Bonjour Max. En quoi ton approche de la musique a-t-elle changé entre Ancestral Lands, ton premier album, et Your Own Adventure ?

Ancestral Lands était le premier album que j'ai jamais enregistré. J'ai vraiment tout fait seul dans mon appartement. J'ai tout appris au fur et à mesure de l'enregistrement, de façon assez naïve. Pour Star Chamber, le second, je me suis enfermé avec des amis dans l'abri de jardin de mon père. Nous avons passé beaucoup de temps à arranger les morceaux, à affiner les moindres détails, le son. Mes amis avaient une approche très différente de la mienne, ce qui était très intéressant. Sur Your Own Adventure, je pense que j'ai trouvé un équilibre entre ces deux approches : l'album est assez produit mais reste plutôt lo-fi, avec des chansons assez pop. J'ai essayé de conserver la mentalité de mes amis, mais avec une approche un peu plus libre, des structures plus souples.

**OBJECTIF A**
Dans l'entretien avec Max, où a été enregistré le deuxième album, Star Chamber ?
**OBJECTIF B**
Prolongez l'entretien avec Max à partir de sa dernière phrase.

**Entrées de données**
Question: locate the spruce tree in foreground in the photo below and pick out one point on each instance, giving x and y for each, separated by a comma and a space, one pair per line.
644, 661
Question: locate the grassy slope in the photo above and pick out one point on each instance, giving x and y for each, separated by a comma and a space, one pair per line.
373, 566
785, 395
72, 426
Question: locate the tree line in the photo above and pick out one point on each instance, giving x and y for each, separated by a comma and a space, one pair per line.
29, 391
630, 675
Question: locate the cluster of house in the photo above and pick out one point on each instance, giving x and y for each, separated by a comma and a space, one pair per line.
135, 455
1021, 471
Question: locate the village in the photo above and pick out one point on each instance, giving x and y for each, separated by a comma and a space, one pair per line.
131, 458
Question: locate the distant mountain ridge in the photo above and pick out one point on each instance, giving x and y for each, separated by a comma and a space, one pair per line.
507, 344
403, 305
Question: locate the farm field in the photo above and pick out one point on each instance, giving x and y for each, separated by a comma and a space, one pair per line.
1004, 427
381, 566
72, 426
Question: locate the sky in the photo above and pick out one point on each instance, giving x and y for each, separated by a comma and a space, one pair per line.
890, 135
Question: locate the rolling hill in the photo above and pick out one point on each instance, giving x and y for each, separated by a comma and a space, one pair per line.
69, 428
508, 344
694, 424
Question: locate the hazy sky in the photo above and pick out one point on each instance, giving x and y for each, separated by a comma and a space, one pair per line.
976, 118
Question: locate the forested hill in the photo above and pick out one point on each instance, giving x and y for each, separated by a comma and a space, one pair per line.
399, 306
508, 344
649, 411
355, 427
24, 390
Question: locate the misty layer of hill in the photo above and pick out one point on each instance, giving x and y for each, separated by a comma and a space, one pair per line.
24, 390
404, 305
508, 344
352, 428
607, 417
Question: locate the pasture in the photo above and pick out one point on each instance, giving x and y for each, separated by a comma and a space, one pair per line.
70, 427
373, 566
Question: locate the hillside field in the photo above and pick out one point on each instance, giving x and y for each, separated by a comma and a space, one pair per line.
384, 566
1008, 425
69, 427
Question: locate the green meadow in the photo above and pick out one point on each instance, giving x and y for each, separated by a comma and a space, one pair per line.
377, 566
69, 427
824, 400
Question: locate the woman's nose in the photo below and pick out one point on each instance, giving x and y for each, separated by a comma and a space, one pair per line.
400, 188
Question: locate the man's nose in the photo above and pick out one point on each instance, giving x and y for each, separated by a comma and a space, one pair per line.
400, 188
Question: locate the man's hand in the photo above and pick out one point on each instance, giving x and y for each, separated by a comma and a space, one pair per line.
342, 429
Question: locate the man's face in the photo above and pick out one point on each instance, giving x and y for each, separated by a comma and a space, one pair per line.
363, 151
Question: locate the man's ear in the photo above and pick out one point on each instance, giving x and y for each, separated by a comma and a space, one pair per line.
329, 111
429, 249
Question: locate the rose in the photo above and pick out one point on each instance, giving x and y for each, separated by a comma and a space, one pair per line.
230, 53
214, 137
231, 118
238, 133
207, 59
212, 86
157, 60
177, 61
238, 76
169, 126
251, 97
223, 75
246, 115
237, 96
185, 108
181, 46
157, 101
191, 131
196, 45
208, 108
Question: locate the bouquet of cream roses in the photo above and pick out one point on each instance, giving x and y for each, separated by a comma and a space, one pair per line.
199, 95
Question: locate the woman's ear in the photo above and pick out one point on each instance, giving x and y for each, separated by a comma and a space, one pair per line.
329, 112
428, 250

**RÉPONSE A**
Dans l'abri de jardin du père de Max, où il s'est enfermé avec des amis.

**RÉPONSE B**
Ton écriture est pop mais aussi très subtile...

Je pense que j'ai ma propre façon d'écrire et de structurer les morceaux. J'essaie toujours d'être le plus simple possible dans mes chansons. Mais quand je les montre à un autre musicien, il les trouve toujours complexes, presque prog ! C'est vrai que tu peux aussi te perdre quand tu es seul. Mais, à vrai dire, j'adore me perdre et explorer ! Il n'y a personne au-dessus de ton épaule à te dire ce qui est bien ou pas bien. En grandissant, dans tes boulots ou autre, il y a toujours quelqu'un qui te dit quoi faire, comment le faire. J'adore cet espace de liberté que la musique est la seule à t'apporter : personne ne peut vraiment te dire ce qu'il faut faire.

Ton album s'appelle Your Own Adventure, un clin d'oeil aux livres dont vous êtes le héros. J'en étais fan en grandissant ! Toi aussi ?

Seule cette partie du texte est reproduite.